**Arbeitsauftrag**. Führe den Text über die hohen Strahlungswerte, die der Roboter im Reaktor gemessen hat, weiter und schließ dabei direkt an seinen letzten Satz an.

**Ausgangstext**.
Soweit, so gut. Den Kontext jedoch scheinen viele Nachrichtenseiten (und demzufolge auch etliche besorgte Leser) zu übersehen: Man stellte diese extrem hohen Werte erstmals deshalb fest, weil man nun erstmals direkt dort gemessen hat, wo sich einst die Brennstäbe befanden. Bilder des Roboters zeigen auch, dass es im innersten Druckbehälter ein passables Loch gibt, durch die sich das nukleare Material scheinbar gefressen hat. Diese unglaublich hohen Messwerte sind deshalb nichts Neues – die Intensität der Strahlung dürfte seit 2011 die Gleiche sein, nur dass man eben erst jetzt bis dorthin vorgedrungen ist. Weitere Untertitel wie “selbst Roboter halten diese Strahlung keine zwei Stunden aus” sorgen natürlich für zusätzliche Gänsehaut (welcher Laie kann schon ermessen, was das wirklich bedeutet).

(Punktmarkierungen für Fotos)
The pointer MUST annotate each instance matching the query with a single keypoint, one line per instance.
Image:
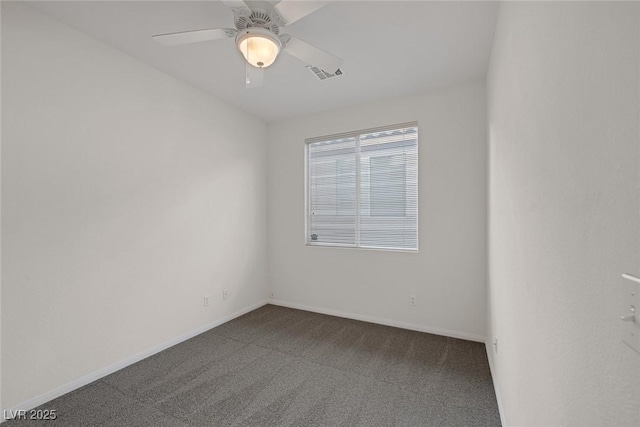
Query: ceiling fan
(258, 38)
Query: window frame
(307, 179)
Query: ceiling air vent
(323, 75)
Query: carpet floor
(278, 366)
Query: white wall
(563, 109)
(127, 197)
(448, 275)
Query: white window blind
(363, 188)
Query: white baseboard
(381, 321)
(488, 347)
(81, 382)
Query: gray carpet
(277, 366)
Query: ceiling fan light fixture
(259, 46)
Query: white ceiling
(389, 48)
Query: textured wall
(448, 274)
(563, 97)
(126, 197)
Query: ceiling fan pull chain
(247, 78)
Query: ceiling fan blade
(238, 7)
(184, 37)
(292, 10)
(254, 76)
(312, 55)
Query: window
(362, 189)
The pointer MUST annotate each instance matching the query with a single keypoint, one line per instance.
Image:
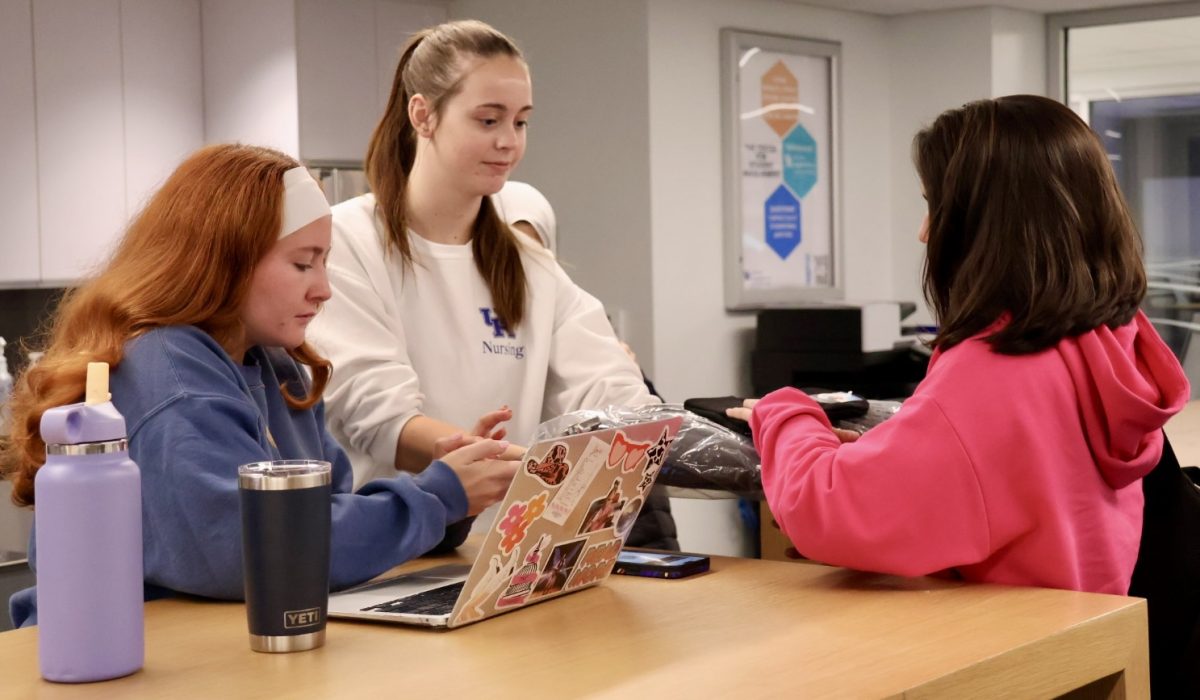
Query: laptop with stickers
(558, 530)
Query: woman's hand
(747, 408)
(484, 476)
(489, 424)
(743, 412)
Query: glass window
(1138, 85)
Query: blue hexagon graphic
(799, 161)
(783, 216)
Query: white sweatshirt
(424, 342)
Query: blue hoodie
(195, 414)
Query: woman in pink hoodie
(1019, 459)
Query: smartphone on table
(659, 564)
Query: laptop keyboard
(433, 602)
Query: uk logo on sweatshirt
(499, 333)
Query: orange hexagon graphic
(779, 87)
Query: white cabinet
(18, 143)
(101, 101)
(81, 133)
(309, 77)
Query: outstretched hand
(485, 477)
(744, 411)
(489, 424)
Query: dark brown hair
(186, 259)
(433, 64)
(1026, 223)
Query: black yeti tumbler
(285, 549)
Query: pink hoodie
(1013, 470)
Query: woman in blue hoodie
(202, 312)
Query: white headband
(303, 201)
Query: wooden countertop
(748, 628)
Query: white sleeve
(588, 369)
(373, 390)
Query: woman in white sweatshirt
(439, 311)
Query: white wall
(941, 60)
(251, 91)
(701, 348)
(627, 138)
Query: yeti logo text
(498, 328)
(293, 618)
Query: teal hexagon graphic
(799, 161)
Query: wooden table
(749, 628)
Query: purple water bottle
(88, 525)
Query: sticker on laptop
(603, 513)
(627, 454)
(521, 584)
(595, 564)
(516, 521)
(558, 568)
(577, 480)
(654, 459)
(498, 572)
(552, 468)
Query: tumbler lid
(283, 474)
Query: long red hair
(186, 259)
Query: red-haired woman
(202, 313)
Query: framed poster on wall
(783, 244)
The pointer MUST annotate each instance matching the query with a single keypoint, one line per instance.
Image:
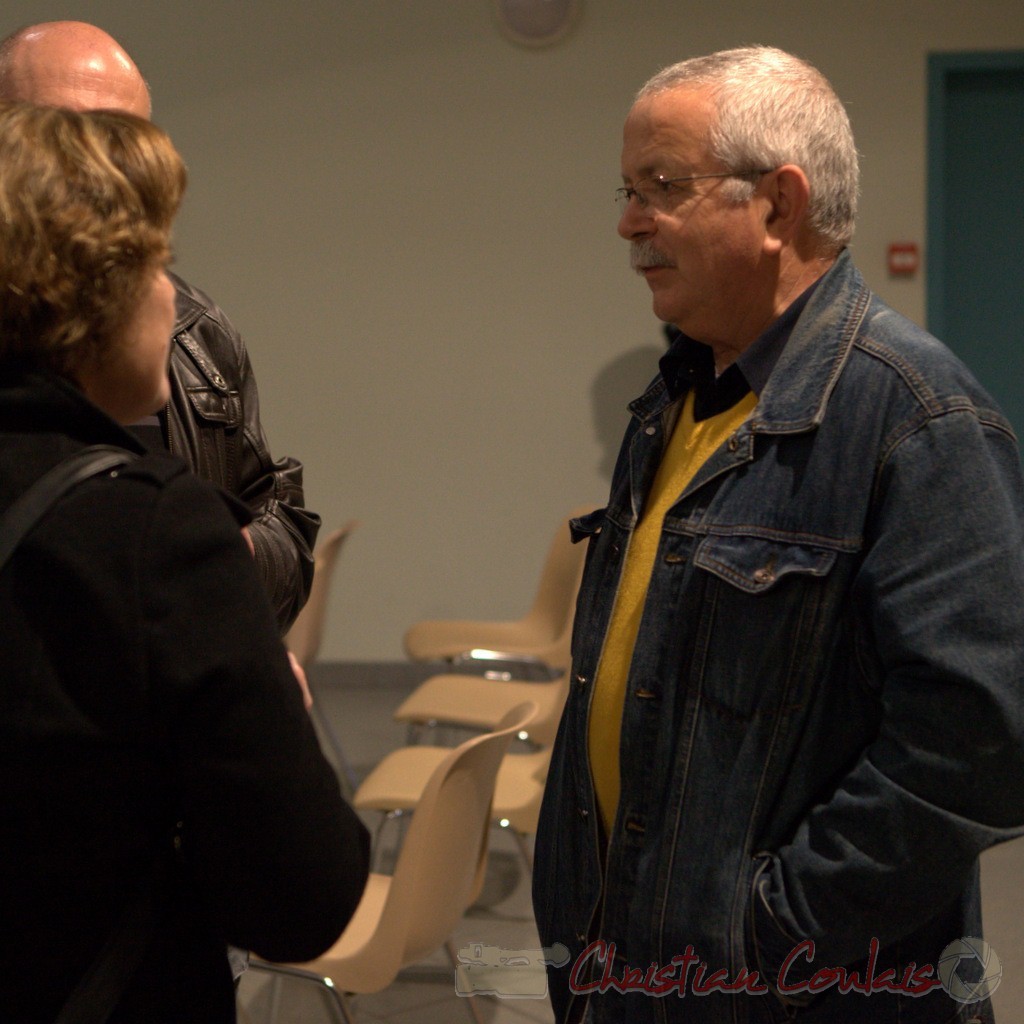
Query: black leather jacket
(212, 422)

---

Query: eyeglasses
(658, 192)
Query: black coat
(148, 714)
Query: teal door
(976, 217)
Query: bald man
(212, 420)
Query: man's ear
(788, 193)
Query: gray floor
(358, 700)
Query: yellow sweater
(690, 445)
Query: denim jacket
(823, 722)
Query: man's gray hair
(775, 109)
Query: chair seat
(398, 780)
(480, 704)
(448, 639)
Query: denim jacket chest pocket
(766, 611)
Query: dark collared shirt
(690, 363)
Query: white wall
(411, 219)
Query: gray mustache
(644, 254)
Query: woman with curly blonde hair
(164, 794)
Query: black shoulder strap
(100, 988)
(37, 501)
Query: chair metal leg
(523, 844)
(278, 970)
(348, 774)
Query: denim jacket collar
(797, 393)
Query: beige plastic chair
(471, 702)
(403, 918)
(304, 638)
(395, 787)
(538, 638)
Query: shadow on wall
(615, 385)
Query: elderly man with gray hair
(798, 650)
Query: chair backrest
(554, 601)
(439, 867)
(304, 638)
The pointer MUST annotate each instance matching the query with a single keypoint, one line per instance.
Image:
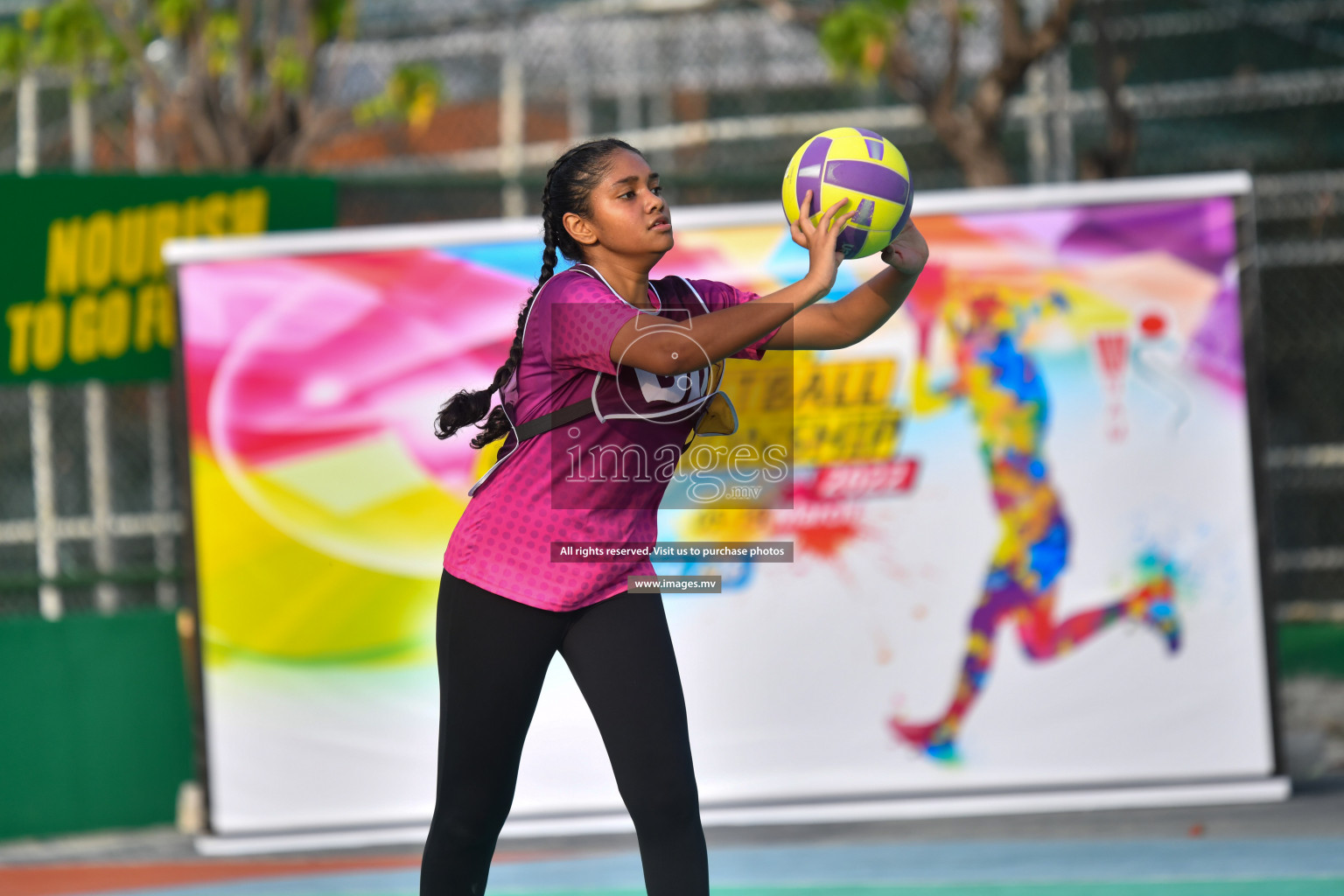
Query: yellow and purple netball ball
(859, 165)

**Lösung**.
Grund zur Panik also? Ja und nein. Beziehungsweise: Nicht mehr als vorher. Zwar weigert sich TEPCO noch immer, von einer Kernschmelze zu sprechen, aber das ist nur noch Wortklauberei, denn das Problem bleibt bestehen: Eine hochgradig verstrahlte Reaktorruine steht direkt am Pazifik, mit geschmolzenen Brennstäben in löchrigen Reaktorbehältern, die so schnell nicht geborgen werden können. Was würde wohl bei einem erneuten, kräftigen Tsunami geschehen? Würden dann nicht Teile der Masse ins Meer herausgespült werden? Man mag es sich nicht ausmalen. Und dennoch: Bevor wieder davon die Rede ist, dass jetzt alles aus sei und sich die Lage dramatisch verschlechtert hat, sollte man sich des Kontexts klar werden. Und die Essenz des selbigen ist halt, dass die Werte nicht etwa gestiegen sind – sondern dass man erstmals ins Innerste des Reaktors vorgedrungen ist und dort bisher nie gemessene Werte festgestellt hat.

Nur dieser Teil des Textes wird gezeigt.